___ TEXT TO READ ___

Just got back from EDUCAUSE. I’ll have more on the conference in future posts, but wanted to quickly post a couple of thoughts I have had around learning analytics and transparency based on what I learned at EDUCAUSE and as a result of an EdTech demo session I did this morning with an LMS vendor on learning analytics.
I went to EDUCAUSE with a few goals, one of which was to try to learn more about learning analytics. Specifically, what (if any) are the compelling use cases and examples of faculty and institutions effectively utilizing analytics to solve problems, what are the ethical issues around data collection, how are institutions informing their students & faculty of these concerns, and what technologies are being used to facilitate the collection and analysis of analytics data. And while I didn’t find complete answers to these questions, I did come away with a better 10,000 foot view of learning analytics.
The primary use cases still seem to be predictive analytics to identify academically at-risk students, and to help institutions improve student retention. I get the sense that, while student retention in Canada is important, it is not as critical for Canadian institutions as it appears to be for U.S. institutions. There are likely more use cases out there, but these 2 seem to be the big drivers of learning analytics at the moment.
Earlier today, I attended an LMS demo session on learning analytics where I had a chance to see some of the analytics engine built into the LMS. The demo included a predictive analytics engine that could be used to identify an at-risk student in a course. Data is collected, crunched by an algorithm, and out comes a ranking of whether that student is at risk of completing the course, or of failing the course. When I asked what was going on within the algorithm that was making the prediction about future student behavior, I got a bit of an answer on what data was being collected, but not much on how that data was being crunched by the system – that is, what was happening inside the algorithm that was making the call about the students future behavior.

___ RECORDS SUPPLIED ___

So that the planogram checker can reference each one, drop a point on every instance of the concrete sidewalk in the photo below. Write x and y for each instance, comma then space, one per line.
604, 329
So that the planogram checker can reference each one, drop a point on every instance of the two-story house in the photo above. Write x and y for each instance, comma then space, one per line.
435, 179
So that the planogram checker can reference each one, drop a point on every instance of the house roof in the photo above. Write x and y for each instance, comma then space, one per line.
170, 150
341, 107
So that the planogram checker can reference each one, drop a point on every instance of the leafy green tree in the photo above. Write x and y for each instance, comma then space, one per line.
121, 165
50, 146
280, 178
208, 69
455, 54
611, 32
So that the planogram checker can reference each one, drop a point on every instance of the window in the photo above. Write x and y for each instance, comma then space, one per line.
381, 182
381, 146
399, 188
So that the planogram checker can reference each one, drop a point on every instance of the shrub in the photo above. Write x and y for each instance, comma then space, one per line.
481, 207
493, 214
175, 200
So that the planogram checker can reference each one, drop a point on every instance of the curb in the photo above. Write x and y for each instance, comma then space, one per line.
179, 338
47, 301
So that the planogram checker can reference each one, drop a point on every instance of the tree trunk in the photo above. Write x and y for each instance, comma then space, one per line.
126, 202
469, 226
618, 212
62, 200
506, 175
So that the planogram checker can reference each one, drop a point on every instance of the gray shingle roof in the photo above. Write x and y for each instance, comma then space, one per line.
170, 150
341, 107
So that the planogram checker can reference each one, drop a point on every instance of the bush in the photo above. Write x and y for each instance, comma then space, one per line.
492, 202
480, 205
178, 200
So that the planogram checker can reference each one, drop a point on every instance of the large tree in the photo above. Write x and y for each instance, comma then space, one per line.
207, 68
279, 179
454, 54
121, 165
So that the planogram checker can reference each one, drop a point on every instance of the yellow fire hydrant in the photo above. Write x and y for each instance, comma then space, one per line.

___

WRITTEN EXERCISE A -
Copy part of the learning analytics post word for word, starting at the words "Just got back" and ending after the words "on learning analytics.".
WRITTEN EXERCISE B -
Rescale the rows that begin at the line containing "of the tree" and continue through the last line of the rows, with both ends included. Rewrite only those lines, requests included, and multiply every coordinate in the answers by 1.15, rounding to whole numbers with halves going up.

EXERCISE RESPONSE A -
Just got back from EDUCAUSE. I’ll have more on the conference in future posts, but wanted to quickly post a couple of thoughts I have had around learning analytics and transparency based on what I learned at EDUCAUSE and as a result of an EdTech demo session I did this morning with an LMS vendor on learning analytics.

EXERCISE RESPONSE B -
So that the planogram checker can reference each one, drop a point on every instance of the tree trunk in the photo above. Write x and y for each instance, comma then space, one per line.
145, 232
539, 260
711, 244
71, 230
582, 201
So that the planogram checker can reference each one, drop a point on every instance of the gray shingle roof in the photo above. Write x and y for each instance, comma then space, one per line.
196, 173
392, 123
So that the planogram checker can reference each one, drop a point on every instance of the bush in the photo above. Write x and y for each instance, comma then space, one per line.
566, 232
552, 236
205, 230
So that the planogram checker can reference each one, drop a point on every instance of the large tree in the photo above. Write x and y for each instance, comma then space, one per line.
238, 78
321, 206
522, 62
139, 190
So that the planogram checker can reference each one, drop a point on every instance of the yellow fire hydrant in the photo above. Write x and y for each instance, comma then space, one per line.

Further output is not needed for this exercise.